"""
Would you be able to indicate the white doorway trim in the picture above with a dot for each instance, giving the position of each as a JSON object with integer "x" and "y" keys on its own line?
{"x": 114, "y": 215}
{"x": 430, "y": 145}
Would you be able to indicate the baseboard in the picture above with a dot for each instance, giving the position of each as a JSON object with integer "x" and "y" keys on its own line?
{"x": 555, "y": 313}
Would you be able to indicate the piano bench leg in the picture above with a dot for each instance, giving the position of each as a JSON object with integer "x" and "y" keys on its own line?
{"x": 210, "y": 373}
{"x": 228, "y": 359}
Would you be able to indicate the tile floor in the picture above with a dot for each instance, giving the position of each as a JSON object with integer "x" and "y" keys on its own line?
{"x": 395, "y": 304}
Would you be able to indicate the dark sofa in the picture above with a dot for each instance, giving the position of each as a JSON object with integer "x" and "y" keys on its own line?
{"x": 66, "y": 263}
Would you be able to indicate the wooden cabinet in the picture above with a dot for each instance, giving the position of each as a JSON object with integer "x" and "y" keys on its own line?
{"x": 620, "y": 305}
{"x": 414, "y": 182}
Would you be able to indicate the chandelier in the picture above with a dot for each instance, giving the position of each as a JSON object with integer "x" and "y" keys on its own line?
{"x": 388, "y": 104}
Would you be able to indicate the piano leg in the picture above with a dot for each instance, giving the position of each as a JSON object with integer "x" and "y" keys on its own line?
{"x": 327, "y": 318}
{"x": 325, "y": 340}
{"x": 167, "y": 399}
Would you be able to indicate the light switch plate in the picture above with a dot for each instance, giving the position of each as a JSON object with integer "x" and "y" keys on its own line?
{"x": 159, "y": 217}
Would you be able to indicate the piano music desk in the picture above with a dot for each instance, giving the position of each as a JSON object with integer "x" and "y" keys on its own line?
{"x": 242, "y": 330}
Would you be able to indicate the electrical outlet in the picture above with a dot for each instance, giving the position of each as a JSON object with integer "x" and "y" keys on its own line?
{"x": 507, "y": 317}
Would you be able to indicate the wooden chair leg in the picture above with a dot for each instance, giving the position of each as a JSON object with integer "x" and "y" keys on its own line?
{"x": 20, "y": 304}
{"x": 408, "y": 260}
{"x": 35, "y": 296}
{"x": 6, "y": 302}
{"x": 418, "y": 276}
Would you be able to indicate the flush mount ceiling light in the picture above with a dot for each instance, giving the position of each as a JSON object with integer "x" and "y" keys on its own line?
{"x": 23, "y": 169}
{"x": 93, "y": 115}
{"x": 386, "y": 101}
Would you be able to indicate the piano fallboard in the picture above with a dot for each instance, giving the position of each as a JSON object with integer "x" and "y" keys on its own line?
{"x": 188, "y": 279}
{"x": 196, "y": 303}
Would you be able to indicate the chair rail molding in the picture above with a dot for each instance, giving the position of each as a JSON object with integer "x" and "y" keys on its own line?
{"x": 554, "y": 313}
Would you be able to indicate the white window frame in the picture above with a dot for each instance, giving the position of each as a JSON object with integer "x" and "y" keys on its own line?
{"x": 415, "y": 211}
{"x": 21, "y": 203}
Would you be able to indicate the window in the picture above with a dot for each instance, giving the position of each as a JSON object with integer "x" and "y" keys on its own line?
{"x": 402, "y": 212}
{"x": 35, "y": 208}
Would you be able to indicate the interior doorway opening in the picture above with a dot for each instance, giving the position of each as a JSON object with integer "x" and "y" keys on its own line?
"""
§ PROBLEM STATEMENT:
Give the records again, complete and exact.

§ FINAL ANSWER:
Would you be able to indicate the white doorway trim in the picture above with a dot for each instance, giving the position of each as a JSON object with integer "x" and "y" keys on its own line?
{"x": 114, "y": 215}
{"x": 430, "y": 145}
Would you be able to indicate the baseboard in the picture above with a dot for each instance, giving the position of each as a JSON object with integer "x" and "y" keys on its own line?
{"x": 555, "y": 313}
Would you be able to indicate the piano bench leg in the picture above with a dot for each instance, giving the position of each as a JSON object with integer "x" and "y" keys on its own line?
{"x": 210, "y": 373}
{"x": 228, "y": 359}
Would you be able to indicate the tile floor in the picture above with a dot for each instance, giving the position of each as a JSON object with integer "x" and "y" keys on its own line?
{"x": 395, "y": 304}
Would you be able to indicate the dark sofa in the picture above with a dot for each instance, giving the position of each as a JSON object with integer "x" and "y" keys on its own line?
{"x": 66, "y": 263}
Would you be able to indicate the wooden cabinet in the picture above with a dot for each instance, giving the position of each as a JSON object with integer "x" and "y" keys on its own line?
{"x": 620, "y": 305}
{"x": 414, "y": 182}
Would you be able to indicate the chandelier in the picture above with a dot for each instance, giving the position of each as a JSON object with integer "x" and "y" keys on its own line?
{"x": 388, "y": 104}
Would you be able to indicate the piano leg in the picture above with a dot for each instance, giving the position of each as a JSON object with integer "x" and "y" keys on its own line?
{"x": 327, "y": 318}
{"x": 325, "y": 340}
{"x": 167, "y": 399}
Would you be able to indicate the light switch plate in the picture above with a dot for each instance, giving the position of each as a JSON object with integer "x" and "y" keys on its own line?
{"x": 159, "y": 217}
Would you be able to indicate the piano music desk in the picture above with a dot for each instance, giving the position of each as a JSON object with integer "x" and "y" keys on its own line?
{"x": 242, "y": 330}
Would you be able to indicate the electrical outlet in the picture above with a dot for each instance, giving the position of each as a JSON object with integer "x" and "y" keys on its own line?
{"x": 507, "y": 317}
Would you be able to indicate the wooden chair leg in the picture above with a dot for each instance, giving the position of each as a JSON object with integer "x" and "y" keys on its own line?
{"x": 20, "y": 304}
{"x": 408, "y": 260}
{"x": 35, "y": 296}
{"x": 6, "y": 302}
{"x": 418, "y": 276}
Would you be able to indicate the flush mount ceiling light in the picture above with a dot for each instance, giving the position of each as a JSON object with integer "x" and "y" keys on its own line?
{"x": 23, "y": 169}
{"x": 93, "y": 115}
{"x": 386, "y": 101}
Would you be able to indicate the piano fallboard in the picture above with a dot for each instance, giving the position of each as a JSON object with integer "x" and "y" keys on its own line?
{"x": 188, "y": 279}
{"x": 196, "y": 303}
Would you be able to indicate the chair rail molding in the picture above with a dot for each instance, giving the position of each as a JSON object with integer "x" and "y" keys on its own line?
{"x": 554, "y": 313}
Would you be able to indicate the white window frame in the picture above with a dot for each instance, giving the position of each as a JSON object with integer "x" and "y" keys on its own line?
{"x": 415, "y": 211}
{"x": 21, "y": 203}
Would you be able to indicate the window in the picture above with a dot for each instance, giving the position of each as a JSON object with integer "x" and "y" keys on its own line?
{"x": 402, "y": 212}
{"x": 35, "y": 208}
Would you be able to indicate the interior doorway opening in the picture above with a dot for each instance, giving the position of each as a JSON object with integer "x" and "y" keys on its own line?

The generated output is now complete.